= Task to complete =
Your reply should hold only the lines from the records below where "blue" occurs.
____ Data provided
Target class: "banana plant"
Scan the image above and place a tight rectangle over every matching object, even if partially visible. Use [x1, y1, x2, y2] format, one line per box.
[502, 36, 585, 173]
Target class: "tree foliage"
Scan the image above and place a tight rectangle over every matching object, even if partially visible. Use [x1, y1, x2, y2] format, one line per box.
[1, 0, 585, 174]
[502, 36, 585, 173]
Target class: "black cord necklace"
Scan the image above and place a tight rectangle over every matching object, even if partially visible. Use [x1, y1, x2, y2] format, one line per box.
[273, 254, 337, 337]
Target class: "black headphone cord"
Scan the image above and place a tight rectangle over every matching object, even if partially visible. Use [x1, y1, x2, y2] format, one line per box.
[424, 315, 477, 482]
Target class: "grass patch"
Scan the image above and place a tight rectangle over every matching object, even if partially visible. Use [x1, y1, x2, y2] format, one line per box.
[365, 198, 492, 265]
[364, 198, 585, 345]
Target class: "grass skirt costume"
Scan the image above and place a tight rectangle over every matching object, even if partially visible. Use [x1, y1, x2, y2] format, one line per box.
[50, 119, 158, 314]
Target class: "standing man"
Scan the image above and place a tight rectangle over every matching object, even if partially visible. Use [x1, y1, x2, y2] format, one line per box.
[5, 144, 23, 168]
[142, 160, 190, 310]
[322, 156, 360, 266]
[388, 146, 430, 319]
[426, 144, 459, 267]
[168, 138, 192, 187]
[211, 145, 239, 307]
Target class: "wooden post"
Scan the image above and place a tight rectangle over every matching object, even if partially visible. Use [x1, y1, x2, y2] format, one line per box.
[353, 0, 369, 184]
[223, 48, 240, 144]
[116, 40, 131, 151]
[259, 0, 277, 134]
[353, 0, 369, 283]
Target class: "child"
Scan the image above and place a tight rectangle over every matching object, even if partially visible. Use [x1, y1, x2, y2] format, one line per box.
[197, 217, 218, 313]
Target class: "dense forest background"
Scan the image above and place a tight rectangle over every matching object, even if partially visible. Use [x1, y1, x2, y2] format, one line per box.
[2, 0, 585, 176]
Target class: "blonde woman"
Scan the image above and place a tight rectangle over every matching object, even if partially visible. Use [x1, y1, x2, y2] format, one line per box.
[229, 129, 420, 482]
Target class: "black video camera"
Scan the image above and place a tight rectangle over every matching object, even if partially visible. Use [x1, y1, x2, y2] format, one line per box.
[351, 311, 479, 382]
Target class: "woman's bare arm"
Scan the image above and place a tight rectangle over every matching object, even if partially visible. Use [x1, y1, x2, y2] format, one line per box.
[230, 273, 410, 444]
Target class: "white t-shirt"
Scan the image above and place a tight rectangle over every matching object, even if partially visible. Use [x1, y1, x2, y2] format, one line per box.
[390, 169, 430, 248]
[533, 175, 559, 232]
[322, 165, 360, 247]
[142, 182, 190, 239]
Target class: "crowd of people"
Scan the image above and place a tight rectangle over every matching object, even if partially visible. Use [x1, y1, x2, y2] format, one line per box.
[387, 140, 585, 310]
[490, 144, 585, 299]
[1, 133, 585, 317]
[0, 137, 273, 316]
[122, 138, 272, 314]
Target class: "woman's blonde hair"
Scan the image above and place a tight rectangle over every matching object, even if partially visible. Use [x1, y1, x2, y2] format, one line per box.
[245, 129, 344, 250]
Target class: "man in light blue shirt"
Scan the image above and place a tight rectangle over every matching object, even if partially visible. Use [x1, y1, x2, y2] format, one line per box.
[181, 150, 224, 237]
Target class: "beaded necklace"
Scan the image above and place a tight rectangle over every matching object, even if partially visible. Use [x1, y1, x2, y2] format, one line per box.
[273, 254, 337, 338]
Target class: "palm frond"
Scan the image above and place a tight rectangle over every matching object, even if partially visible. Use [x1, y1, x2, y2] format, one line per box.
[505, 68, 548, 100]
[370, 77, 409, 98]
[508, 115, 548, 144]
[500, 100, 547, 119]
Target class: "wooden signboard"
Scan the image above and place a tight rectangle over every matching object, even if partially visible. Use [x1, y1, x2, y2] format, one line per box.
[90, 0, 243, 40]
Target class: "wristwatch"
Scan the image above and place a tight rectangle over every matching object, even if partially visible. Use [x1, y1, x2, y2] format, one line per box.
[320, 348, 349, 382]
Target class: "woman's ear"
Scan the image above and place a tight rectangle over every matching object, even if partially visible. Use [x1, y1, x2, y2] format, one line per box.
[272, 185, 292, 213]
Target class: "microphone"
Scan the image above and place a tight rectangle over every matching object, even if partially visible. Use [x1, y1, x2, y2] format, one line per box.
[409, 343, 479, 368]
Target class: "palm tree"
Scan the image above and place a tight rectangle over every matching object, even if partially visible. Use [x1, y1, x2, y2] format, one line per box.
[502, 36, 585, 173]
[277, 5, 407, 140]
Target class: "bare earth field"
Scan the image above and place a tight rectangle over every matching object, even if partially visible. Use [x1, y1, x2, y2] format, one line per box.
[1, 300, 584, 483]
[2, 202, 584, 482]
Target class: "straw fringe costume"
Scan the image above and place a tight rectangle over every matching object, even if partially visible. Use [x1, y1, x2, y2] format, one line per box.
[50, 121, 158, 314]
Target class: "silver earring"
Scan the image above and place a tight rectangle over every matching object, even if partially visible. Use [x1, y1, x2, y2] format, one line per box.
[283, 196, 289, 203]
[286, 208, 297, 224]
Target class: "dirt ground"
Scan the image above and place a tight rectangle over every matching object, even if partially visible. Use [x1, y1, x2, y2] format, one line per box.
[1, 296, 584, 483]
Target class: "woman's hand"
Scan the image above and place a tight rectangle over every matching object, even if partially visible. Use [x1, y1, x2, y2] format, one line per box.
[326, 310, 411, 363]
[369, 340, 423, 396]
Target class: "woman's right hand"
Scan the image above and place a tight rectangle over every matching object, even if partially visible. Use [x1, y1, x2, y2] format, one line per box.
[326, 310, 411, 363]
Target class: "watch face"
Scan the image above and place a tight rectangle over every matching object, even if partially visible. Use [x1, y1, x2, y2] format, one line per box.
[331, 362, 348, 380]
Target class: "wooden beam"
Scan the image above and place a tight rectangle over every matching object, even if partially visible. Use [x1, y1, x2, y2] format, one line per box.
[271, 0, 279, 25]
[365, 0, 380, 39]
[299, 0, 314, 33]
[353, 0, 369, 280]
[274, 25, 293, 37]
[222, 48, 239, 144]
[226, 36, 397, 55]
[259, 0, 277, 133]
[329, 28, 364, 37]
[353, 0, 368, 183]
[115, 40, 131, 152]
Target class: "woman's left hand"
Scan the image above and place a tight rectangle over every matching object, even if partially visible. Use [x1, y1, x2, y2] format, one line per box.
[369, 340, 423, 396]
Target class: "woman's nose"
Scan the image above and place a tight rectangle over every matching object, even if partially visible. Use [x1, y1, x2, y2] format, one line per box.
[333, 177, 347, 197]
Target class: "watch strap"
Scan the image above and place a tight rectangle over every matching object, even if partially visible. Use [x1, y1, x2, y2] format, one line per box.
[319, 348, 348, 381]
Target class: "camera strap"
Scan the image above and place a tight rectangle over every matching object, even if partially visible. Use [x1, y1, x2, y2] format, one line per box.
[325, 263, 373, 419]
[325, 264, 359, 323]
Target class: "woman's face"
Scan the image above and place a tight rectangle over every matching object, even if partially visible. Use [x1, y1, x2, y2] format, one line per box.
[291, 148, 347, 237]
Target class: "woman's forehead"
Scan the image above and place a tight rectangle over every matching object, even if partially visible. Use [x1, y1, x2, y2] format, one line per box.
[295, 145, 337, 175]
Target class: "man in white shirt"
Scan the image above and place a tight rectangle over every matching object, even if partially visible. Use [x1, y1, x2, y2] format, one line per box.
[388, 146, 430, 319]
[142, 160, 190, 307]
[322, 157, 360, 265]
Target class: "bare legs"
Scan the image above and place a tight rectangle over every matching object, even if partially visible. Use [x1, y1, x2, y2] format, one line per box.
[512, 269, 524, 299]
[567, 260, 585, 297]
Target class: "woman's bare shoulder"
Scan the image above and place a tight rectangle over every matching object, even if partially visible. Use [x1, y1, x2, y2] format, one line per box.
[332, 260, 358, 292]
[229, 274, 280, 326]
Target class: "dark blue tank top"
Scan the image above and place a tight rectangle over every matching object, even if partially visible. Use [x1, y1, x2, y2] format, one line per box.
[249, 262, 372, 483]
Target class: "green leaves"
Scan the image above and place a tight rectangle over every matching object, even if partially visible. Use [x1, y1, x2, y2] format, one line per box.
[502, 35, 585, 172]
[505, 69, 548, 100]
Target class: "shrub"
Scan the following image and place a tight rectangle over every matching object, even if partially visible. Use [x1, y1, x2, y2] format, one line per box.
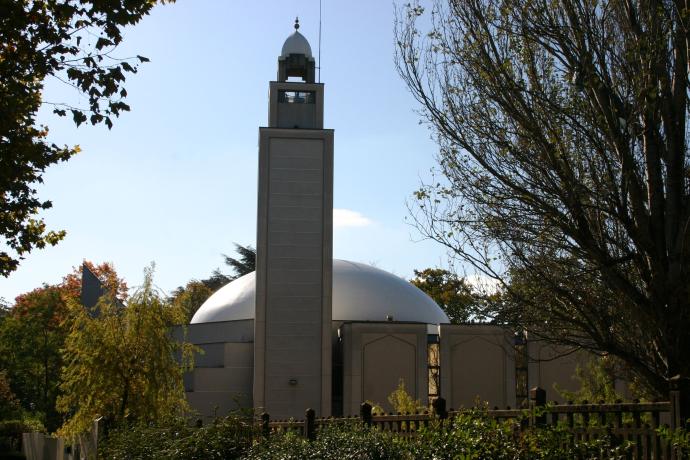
________
= Your solution =
Target class: "man in light blue shirt"
Target class: "dark blue tank top"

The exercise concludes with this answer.